→ **Textauszug**

● ● ● ● ● ● ●

Jetzt bin ich schon einen ganzen Monat unterwegs. Das kommt mir noch gar nicht so lange vor. Von der Strecke habe ich, glaube ich, fast die Hälfte. 520 Kilometer und 23.600 Höhenmeter rauf habe ich schon geschafft.

Da die Pühringerhütte, wo ich eigentlich heute hinwollte, schon ausgebucht ist, bleibe ich noch eine Nacht hier im Prielschutzhaus. Das heißt, die Frage ist heute, Füße hochlegen oder den Großen Priel besteigen? Das Wetter sieht gut aus, es ist aufgeklart und die meisten Wolken haben sich verzogen. Es ist zwar sehr verlockend, einen faulen Tag einzuschieben, aber der Berg ruft mich lauter. Es ist schließlich der höchste Berg des Toten Gebirges. Das kann ich mir doch nicht entgehen lassen. Meine Füße sind auch dafür, ich habe sie gefragt, ob sie lieber Pause machen möchten 😉

Ich lasse mir morgens aber erstmal Zeit. Auf den Berg führt nämlich auch der längste Klettersteig Österreichs. Die ganzen Kletterer brechen früh auf und ich hoffe, dass es am Gipfel nicht so voll ist, wenn ich erst ein bisschen später losgehe. Um kurz vor 9 Uhr mache ich mich dann aber auch auf den Weg. Und zwar mit leichtem Rucksack. Ich nehme nur Wasser, was zu Essen und warme Sachen mit. Ich merke das Gewicht gar nicht, ich bin schließlich jetzt anderes gewöhnt.

● ● ● ● ● ● ●

In einem Datensatz enthaltene Einträge:
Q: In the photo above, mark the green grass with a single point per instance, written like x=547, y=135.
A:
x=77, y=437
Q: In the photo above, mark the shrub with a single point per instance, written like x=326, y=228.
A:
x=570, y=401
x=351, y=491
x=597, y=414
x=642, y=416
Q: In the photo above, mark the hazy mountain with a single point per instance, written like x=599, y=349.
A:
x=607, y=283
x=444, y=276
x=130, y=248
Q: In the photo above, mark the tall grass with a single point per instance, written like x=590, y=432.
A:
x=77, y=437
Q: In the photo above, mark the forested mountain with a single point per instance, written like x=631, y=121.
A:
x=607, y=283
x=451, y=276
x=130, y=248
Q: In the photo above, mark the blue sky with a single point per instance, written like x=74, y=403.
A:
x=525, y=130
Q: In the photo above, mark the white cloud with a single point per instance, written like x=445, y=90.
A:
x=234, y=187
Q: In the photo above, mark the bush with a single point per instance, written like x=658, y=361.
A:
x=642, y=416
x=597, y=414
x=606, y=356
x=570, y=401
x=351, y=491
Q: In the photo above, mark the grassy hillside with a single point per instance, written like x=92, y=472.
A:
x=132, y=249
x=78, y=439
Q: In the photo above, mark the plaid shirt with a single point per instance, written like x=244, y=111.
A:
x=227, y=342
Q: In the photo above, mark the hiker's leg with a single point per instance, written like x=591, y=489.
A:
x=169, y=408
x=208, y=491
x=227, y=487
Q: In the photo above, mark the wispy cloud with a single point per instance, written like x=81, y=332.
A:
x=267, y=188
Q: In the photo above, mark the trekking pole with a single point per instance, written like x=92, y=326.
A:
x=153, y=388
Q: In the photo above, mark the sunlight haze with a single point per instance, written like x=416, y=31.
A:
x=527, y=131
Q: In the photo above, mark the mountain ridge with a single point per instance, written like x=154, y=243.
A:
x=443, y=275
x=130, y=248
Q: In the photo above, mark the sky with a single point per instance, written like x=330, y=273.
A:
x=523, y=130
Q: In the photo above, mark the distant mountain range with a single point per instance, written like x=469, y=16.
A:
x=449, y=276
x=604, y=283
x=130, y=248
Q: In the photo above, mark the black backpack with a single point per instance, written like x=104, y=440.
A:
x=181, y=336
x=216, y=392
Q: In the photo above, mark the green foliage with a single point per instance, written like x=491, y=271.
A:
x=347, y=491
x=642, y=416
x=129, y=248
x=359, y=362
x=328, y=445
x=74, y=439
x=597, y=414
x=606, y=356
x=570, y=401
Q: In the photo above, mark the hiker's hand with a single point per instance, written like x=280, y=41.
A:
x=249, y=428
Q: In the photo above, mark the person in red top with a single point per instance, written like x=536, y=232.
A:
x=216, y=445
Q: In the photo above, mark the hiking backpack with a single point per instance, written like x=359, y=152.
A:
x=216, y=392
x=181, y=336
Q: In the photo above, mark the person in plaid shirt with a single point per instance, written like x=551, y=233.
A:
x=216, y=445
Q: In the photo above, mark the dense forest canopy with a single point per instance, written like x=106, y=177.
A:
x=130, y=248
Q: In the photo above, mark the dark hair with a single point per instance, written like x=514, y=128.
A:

● ● ● ● ● ● ●

→ **Aufgabenstellung**
A: Beantworten Sie anhand des Wanderberichts die folgenden Fragen:
(i) Wie viele Höhenmeter bergauf sind bisher geschafft?
(ii) Welche Hütte war eigentlich als heutiges Ziel vorgesehen?
(iii) Um welche Uhrzeit geht es auf den Weg zum Gipfel?
B: Setzen Sie den Wanderbericht im Anschluss an seinen letzten Satz fort.
Die Liste hat mit dem Wanderbericht nichts zu tun.

→ **Antworten in Reihenfolge**
A:
(i) 23.600 Höhenmeter
(ii) Die Pühringerhütte
(iii) Um kurz vor 9 Uhr

B:
Der Weg führt einen Hang voller Latschen hinauf, dann ein Geröllfeld. Es sind einige Leute unterwegs. Nach den ersten 600 Höhenmetern wird es dann spannend. Ich muss über ein riesiges Schneefeld drüber und am Ende wird es ziemlich steil. Ich gehe langsam, Tritte sind schon genügend da, denen man folgen kann. Dann kommt einige Fels-Kletterei mit Seilsicherungen und ein paar Stahlbügeln als zusätzliche Hilfe. Es ist schließlich auch eine schwarze Tour. Aber wenn man aufpasst und sich konzentriert, ist das alles gut zu machen. Es gibt keine Stellen, wo ich Angst bekomme. Nachdem die Brotfallscharte überquert ist, habe ich eine phänomenale Sicht auf die dahinterliegenden Berge und zig Schneefelder. Es sieht ein bisschen aus, wie eine Mond-Landschaft. Der Weg führt weiter über Felsblöcke und -zacken und Geröll, über den Bergrücken und dann den Grat Richtung Gipfel. Ich bin ganz verliebt, der Weg, die Landschaft, die Aussicht – einfach genial!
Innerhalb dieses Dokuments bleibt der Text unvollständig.